Written request: Please write out the material below as a numbered list from the line with "Segment the rocky" to the line with "[391,17,479,53]", both lines included and blank lines left out.

** Start of Stored records **

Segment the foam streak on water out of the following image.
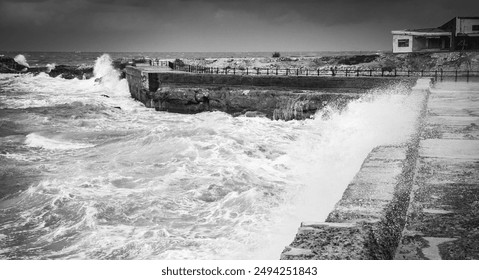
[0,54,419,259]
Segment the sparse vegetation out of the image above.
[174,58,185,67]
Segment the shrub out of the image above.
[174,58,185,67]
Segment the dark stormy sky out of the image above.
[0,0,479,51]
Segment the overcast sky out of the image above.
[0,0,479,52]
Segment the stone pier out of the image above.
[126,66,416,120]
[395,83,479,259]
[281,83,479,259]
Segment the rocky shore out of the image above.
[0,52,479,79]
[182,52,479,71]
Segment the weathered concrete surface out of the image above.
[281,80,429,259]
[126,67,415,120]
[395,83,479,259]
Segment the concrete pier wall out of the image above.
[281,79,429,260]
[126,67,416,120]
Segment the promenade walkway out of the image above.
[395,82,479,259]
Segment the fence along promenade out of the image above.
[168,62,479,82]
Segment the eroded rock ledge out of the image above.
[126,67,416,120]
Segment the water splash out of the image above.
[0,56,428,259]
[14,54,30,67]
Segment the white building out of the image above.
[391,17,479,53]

** End of Stored records **
** Start of Stored records **

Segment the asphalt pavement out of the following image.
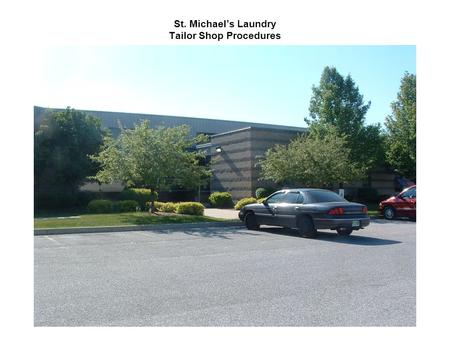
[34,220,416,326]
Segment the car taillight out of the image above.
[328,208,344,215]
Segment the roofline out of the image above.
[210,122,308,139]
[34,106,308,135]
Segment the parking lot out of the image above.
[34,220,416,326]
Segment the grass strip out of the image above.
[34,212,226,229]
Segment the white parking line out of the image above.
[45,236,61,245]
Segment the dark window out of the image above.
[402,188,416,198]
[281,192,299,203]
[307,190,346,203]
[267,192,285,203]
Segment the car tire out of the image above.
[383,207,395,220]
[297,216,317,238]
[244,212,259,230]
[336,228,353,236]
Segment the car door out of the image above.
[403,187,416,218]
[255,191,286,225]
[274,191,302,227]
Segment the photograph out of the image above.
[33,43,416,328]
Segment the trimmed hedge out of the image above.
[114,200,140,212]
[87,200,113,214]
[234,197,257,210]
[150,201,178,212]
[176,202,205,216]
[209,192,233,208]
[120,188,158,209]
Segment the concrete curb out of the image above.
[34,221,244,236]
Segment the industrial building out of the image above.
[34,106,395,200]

** End of Stored records **

Answer for the task:
1. Segment the rocky shore out of the image above.
2. [0,52,479,79]
3. [182,52,479,71]
4. Segment the weathered concrete surface out of the image above.
5. [281,80,429,259]
6. [126,67,415,120]
7. [395,83,479,259]
8. Segment the concrete pier wall out of the image above.
9. [281,79,429,260]
10. [126,67,416,120]
11. Segment the promenade walkway out of the image above.
12. [395,82,479,259]
13. Segment the fence along promenade out of the image above.
14. [168,62,479,82]
15. Segment the eroded rock ledge out of the image above.
16. [126,67,416,120]
17. Segment the water splash out of the image above.
18. [0,56,428,259]
19. [14,54,30,67]
20. Segment the white building out of the image above.
21. [391,17,479,53]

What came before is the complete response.